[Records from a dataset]
┌──

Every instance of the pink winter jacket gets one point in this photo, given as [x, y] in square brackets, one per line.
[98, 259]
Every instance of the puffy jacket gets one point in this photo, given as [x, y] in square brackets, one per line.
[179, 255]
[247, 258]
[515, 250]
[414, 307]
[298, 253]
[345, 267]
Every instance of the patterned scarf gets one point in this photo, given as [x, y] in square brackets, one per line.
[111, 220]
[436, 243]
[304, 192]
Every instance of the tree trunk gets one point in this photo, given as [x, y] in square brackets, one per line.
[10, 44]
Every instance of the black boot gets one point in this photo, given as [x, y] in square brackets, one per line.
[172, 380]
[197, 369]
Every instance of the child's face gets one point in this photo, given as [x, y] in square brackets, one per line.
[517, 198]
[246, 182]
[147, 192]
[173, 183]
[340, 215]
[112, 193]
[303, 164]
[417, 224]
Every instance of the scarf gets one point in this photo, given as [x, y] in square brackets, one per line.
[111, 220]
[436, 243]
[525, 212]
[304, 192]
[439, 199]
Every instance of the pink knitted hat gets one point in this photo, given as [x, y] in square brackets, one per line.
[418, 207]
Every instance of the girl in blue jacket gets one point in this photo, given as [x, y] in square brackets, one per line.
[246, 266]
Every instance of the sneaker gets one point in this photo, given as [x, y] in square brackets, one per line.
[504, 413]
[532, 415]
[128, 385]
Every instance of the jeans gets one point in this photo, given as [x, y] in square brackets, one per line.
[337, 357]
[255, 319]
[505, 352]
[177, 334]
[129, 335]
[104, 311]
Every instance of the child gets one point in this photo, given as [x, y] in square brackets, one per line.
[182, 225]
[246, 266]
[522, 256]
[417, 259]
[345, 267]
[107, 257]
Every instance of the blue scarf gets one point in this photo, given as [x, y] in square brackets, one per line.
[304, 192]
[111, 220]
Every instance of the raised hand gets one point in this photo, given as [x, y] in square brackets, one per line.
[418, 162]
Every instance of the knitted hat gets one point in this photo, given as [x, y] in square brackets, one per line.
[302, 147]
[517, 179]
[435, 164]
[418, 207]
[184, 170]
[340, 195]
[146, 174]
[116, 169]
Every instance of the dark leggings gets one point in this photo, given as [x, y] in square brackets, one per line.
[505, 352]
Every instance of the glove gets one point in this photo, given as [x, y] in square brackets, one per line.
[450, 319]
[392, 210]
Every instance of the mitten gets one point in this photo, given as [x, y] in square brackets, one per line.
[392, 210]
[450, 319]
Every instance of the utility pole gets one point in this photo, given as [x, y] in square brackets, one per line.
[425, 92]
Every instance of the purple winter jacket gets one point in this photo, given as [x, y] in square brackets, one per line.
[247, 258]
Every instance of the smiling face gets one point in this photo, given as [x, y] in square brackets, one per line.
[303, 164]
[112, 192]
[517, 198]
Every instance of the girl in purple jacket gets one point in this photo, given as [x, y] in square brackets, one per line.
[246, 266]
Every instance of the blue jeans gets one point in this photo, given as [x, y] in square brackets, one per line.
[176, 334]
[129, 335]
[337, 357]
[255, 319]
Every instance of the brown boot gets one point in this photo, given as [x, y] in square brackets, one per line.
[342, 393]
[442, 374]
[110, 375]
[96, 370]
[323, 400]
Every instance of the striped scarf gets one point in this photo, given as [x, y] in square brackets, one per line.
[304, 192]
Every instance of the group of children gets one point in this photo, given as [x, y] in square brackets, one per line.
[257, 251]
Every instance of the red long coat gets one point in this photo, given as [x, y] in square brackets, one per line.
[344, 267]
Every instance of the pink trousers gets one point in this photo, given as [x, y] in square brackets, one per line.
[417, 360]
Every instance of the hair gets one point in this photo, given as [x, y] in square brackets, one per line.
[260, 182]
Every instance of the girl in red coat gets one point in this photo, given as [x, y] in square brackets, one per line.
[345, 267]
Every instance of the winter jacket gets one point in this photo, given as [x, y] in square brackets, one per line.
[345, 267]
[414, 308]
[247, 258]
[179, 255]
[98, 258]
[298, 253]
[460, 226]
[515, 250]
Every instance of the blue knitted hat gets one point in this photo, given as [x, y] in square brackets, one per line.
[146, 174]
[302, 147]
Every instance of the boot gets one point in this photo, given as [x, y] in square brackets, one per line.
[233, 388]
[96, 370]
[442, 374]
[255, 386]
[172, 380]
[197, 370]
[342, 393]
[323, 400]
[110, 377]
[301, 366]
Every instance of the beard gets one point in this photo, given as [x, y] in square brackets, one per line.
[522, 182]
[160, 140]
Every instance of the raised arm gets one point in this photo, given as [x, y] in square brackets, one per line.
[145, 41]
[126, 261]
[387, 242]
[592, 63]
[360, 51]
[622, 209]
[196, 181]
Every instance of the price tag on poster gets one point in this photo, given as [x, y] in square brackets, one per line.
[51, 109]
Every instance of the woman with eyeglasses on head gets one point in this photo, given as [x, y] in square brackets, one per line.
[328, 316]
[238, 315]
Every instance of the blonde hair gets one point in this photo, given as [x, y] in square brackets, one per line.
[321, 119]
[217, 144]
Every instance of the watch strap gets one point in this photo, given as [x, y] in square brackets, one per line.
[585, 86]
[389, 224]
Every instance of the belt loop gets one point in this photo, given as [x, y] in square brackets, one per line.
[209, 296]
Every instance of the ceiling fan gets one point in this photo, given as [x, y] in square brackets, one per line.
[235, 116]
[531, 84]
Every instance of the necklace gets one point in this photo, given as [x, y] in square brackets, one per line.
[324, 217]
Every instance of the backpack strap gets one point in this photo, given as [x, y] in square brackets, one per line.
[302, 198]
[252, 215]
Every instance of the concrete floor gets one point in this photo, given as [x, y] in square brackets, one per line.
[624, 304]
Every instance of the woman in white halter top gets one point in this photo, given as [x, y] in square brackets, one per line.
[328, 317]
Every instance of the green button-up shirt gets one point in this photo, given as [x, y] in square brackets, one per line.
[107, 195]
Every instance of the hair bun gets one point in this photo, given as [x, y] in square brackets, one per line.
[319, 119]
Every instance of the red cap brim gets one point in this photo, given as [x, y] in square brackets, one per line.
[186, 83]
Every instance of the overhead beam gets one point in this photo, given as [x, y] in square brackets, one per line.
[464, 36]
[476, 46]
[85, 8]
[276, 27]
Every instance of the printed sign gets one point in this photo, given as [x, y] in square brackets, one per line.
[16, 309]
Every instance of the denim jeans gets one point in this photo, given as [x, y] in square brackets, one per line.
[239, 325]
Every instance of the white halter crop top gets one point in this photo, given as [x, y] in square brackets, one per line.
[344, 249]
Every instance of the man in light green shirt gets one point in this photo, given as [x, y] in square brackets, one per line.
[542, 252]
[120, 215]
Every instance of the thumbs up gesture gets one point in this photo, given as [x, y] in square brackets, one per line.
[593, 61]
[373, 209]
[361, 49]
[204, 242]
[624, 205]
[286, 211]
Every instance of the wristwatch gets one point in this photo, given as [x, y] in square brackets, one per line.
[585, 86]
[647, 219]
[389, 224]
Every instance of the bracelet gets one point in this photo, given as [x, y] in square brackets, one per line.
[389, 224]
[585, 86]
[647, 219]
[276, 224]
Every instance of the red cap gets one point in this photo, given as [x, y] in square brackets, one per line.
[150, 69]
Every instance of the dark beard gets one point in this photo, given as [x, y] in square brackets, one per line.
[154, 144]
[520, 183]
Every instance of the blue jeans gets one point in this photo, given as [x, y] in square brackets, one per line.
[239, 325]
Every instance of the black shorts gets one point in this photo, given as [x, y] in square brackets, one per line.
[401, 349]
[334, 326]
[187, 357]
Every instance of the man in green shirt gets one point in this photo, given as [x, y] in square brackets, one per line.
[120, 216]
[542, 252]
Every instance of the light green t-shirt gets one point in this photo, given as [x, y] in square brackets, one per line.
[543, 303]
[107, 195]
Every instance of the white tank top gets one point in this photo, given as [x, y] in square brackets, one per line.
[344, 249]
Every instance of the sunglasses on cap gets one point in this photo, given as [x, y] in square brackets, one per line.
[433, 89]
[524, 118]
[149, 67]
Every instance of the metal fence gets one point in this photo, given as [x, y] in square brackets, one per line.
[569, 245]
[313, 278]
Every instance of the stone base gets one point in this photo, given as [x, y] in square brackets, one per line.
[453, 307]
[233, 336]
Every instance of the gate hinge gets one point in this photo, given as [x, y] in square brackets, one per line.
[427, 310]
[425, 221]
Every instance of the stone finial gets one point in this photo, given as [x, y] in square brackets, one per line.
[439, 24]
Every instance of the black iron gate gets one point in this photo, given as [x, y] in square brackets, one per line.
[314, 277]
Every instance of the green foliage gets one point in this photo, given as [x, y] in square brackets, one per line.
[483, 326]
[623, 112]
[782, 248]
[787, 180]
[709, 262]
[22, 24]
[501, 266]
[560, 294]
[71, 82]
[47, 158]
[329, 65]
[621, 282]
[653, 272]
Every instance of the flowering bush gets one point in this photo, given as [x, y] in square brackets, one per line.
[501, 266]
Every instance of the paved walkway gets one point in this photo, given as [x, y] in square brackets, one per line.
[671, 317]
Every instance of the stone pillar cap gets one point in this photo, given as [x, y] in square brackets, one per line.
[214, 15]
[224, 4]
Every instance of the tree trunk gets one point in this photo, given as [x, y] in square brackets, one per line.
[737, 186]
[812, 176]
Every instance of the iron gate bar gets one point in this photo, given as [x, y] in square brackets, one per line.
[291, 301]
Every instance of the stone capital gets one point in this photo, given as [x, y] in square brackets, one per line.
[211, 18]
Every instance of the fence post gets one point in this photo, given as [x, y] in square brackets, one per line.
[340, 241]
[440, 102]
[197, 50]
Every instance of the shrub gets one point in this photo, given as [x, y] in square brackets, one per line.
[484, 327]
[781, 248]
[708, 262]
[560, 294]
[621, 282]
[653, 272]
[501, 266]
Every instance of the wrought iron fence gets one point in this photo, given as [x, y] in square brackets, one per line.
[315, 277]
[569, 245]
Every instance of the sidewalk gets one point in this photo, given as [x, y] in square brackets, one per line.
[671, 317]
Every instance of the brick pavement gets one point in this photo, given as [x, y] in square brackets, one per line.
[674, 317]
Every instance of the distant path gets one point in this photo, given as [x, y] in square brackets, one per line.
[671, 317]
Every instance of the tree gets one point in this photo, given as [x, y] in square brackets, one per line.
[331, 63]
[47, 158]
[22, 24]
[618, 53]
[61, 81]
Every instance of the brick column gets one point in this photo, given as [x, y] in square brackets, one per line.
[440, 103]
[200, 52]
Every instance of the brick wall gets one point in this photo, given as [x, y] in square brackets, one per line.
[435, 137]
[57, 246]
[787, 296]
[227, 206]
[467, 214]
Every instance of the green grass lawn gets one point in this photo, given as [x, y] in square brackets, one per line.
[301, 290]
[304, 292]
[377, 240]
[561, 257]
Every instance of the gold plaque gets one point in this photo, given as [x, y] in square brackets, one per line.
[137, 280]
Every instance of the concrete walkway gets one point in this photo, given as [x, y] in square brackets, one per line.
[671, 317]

└──

▶ _Assignment_
All that is wanted is the line with "Every instance of the green grass" and every later line in the entries, reproduced exactly.

▶ _Response to this exercise_
Every instance of the green grass lawn gets one point in this photo, given as [x, y] in square brackets, one per line.
[301, 290]
[304, 292]
[377, 240]
[561, 257]
Every instance of the gold plaque gets one point in this photo, given as [x, y] in square brackets, one per line.
[137, 280]
Every instance of the concrete walkway gets one point in this photo, given as [x, y] in square brackets, one per line.
[671, 317]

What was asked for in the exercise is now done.